DATA UNDER STUDY -
____________
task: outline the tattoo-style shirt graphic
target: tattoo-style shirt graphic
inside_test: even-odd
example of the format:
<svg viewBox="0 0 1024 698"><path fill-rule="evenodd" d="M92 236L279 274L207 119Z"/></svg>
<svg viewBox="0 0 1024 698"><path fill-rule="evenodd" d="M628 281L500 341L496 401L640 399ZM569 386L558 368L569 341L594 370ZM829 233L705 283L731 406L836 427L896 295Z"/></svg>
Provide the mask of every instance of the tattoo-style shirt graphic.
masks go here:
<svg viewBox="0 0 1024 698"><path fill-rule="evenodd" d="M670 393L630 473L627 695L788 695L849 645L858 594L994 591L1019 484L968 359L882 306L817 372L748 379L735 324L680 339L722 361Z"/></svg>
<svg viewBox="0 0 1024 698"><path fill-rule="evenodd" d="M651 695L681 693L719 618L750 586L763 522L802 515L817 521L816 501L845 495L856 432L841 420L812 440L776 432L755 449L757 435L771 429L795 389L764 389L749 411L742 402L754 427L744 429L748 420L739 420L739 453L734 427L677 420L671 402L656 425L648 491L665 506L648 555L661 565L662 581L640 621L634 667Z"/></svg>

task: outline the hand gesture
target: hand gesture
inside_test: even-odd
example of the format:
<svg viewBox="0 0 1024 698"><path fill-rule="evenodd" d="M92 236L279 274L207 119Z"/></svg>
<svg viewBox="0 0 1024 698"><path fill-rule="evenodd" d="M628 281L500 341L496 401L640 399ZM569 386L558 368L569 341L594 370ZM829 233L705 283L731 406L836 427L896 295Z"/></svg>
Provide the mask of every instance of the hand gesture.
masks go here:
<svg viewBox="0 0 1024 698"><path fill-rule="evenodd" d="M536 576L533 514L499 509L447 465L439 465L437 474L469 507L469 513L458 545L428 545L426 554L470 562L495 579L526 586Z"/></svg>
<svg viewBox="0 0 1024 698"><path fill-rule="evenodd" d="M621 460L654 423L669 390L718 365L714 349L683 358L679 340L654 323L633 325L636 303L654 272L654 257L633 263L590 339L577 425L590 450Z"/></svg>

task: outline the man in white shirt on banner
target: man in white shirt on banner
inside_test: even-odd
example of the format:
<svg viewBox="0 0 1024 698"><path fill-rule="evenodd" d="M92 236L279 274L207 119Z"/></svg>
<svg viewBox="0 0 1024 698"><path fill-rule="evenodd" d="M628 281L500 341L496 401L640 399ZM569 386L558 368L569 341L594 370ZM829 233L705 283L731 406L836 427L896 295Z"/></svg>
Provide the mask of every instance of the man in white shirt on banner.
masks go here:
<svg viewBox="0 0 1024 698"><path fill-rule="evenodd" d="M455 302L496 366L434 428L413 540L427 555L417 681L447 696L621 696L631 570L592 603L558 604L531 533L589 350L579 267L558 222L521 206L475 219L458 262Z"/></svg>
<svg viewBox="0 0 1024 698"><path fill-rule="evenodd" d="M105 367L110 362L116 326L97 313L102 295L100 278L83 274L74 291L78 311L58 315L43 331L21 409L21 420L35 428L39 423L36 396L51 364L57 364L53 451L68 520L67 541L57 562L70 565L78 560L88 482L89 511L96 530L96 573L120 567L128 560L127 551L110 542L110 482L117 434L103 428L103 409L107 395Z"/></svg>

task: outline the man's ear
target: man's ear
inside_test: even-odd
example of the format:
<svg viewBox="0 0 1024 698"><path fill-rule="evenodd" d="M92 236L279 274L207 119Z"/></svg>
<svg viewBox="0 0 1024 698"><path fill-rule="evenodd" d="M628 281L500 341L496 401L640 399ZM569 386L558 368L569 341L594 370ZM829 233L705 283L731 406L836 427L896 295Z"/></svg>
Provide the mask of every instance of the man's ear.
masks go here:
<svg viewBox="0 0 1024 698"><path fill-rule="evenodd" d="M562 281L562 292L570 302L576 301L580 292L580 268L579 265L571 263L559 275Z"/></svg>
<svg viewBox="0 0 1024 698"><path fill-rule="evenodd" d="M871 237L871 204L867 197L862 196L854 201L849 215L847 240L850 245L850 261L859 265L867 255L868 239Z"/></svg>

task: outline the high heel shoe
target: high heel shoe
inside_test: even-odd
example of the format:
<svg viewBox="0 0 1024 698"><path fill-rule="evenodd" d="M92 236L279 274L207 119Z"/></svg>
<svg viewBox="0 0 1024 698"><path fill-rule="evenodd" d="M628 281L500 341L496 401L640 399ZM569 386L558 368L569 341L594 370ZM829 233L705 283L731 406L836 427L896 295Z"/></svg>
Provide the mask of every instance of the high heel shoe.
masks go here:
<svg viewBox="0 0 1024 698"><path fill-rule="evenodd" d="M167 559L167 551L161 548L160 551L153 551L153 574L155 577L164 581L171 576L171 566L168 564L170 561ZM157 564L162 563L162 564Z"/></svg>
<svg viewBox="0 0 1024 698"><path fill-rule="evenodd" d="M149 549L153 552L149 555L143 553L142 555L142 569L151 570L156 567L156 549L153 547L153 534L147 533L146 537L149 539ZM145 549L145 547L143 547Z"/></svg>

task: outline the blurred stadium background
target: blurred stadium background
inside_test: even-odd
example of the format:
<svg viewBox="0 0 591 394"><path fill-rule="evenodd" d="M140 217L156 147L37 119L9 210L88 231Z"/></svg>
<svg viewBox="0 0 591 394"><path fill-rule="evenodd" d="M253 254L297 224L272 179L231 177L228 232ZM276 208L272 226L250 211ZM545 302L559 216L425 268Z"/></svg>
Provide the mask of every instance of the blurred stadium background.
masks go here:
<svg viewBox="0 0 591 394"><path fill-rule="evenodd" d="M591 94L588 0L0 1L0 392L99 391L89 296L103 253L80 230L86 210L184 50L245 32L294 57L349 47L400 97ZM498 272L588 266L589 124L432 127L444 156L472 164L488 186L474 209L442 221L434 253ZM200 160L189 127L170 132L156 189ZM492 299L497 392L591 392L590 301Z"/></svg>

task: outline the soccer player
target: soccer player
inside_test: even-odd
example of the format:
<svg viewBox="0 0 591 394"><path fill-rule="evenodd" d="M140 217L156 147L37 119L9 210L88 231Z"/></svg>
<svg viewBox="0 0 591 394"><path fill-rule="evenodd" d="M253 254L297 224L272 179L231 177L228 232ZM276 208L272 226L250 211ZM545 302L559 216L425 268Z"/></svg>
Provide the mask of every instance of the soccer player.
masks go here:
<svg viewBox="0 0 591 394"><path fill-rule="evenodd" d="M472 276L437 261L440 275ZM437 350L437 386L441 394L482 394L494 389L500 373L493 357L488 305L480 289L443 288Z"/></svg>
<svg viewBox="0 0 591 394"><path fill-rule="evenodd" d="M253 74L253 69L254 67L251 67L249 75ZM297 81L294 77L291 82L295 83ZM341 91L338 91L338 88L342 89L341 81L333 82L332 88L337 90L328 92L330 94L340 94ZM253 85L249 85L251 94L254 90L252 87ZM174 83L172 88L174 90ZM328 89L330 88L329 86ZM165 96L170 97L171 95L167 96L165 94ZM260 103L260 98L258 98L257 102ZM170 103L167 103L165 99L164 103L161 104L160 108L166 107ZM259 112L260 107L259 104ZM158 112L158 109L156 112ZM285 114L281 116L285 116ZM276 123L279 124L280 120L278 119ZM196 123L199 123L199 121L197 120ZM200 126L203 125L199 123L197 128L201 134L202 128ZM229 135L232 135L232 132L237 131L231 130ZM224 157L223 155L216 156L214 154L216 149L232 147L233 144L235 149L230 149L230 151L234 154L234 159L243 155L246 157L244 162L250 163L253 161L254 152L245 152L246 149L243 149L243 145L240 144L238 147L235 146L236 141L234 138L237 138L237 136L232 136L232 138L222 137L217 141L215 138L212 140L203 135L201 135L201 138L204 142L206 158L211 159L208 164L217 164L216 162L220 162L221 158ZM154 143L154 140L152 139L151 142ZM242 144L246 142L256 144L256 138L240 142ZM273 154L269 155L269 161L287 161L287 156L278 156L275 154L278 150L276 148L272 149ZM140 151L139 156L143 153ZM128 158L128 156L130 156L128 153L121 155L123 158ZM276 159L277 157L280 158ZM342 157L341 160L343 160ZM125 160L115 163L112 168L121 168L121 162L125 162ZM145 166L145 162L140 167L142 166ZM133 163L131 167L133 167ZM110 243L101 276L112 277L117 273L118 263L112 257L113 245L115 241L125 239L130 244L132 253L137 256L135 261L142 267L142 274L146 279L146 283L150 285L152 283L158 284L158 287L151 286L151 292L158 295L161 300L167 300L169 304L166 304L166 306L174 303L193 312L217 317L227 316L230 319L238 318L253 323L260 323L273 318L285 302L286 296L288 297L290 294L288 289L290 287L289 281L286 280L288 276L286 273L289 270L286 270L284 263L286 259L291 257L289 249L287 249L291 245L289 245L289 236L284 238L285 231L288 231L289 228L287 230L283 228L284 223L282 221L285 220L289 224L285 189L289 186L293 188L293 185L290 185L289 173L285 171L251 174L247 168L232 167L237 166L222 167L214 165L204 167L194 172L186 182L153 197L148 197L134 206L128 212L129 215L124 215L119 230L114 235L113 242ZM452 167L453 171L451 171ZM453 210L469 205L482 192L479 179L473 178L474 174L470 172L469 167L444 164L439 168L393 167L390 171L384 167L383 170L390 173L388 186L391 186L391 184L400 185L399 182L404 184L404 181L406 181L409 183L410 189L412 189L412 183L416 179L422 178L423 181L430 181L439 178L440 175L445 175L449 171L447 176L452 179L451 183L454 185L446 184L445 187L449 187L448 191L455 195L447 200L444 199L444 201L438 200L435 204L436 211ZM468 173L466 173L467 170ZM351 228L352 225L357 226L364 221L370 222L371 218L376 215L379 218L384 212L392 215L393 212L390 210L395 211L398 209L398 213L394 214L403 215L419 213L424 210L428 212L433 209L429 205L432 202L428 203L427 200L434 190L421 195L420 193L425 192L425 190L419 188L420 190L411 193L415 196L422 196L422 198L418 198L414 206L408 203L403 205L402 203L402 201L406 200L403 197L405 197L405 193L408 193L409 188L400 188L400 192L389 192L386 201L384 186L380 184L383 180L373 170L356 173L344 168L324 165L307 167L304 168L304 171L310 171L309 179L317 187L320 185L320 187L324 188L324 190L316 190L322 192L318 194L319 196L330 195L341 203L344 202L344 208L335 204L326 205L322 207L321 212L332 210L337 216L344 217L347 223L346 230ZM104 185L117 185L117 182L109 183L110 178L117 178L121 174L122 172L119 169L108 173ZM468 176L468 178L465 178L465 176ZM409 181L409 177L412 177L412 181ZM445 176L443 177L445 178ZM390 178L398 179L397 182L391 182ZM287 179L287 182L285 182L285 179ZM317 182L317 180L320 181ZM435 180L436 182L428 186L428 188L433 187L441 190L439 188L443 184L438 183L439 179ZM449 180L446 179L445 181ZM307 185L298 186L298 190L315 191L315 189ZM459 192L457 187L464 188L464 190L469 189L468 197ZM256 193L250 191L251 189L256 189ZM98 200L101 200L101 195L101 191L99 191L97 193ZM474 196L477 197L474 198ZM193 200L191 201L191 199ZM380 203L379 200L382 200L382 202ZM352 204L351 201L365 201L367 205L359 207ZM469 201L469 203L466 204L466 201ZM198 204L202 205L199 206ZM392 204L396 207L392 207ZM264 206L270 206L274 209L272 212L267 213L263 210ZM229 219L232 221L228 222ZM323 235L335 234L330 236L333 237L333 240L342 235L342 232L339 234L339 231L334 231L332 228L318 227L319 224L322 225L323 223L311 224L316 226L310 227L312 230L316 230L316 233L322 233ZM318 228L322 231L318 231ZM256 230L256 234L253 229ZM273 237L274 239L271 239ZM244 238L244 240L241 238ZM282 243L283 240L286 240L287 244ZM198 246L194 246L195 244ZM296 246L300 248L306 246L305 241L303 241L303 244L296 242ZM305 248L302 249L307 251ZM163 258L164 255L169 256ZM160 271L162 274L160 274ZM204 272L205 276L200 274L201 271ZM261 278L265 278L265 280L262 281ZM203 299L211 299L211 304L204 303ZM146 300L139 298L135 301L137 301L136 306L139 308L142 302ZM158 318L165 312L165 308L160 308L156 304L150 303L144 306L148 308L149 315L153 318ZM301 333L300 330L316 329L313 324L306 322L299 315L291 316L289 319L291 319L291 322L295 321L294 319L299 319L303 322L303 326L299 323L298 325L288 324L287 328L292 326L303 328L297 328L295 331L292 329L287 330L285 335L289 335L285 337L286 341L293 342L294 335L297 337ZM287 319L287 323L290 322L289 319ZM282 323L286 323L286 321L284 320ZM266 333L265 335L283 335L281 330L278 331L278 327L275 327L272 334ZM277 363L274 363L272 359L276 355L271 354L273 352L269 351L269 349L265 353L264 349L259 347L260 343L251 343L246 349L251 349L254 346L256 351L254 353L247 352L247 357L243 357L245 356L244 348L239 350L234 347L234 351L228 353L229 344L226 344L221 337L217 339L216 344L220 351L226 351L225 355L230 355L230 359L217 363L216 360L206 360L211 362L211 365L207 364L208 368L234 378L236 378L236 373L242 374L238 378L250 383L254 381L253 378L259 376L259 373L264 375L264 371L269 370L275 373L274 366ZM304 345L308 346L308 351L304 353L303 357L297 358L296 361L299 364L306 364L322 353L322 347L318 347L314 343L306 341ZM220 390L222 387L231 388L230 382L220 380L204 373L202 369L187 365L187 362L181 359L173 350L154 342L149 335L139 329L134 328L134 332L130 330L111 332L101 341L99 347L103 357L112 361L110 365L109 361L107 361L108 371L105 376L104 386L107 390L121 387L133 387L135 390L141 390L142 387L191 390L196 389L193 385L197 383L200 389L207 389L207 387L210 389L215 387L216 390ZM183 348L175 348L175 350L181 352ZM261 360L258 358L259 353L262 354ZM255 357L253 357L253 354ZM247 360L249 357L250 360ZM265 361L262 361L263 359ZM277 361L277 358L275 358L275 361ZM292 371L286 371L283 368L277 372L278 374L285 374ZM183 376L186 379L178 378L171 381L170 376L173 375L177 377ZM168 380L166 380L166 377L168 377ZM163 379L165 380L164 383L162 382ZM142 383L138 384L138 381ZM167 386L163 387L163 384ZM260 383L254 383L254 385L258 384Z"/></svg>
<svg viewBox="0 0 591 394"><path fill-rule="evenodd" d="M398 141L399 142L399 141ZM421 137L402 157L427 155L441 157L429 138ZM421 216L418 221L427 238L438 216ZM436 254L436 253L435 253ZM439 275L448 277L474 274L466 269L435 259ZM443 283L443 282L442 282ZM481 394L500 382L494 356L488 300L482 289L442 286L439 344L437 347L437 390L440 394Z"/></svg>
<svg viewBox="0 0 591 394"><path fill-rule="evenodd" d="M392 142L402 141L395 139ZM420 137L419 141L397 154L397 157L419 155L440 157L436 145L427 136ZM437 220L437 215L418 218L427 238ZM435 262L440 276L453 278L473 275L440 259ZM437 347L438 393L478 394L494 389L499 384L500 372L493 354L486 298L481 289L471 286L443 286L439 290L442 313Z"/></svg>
____________
WORK ITEM -
Filter the material above down to the lines that hold the word "task".

ANSWER TO THE PROBLEM -
task: outline the tattoo-style shirt graphic
task: outline the hand gesture
task: outline the man in white shirt on banner
task: outline the man's ear
task: outline the high heel shoe
task: outline the blurred stadium background
task: outline the soccer player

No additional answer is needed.